- [Direction]: Exactly reproduce the lines that follow.
— BEGIN Data —
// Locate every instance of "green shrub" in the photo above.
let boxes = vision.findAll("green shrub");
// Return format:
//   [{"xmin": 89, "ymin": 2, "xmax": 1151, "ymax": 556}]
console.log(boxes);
— END Data —
- [Full solution]:
// Locate every instance of "green shrub" in the photo above.
let boxes = vision.findAll("green shrub");
// Return format:
//   [{"xmin": 89, "ymin": 2, "xmax": 1151, "ymax": 556}]
console.log(boxes);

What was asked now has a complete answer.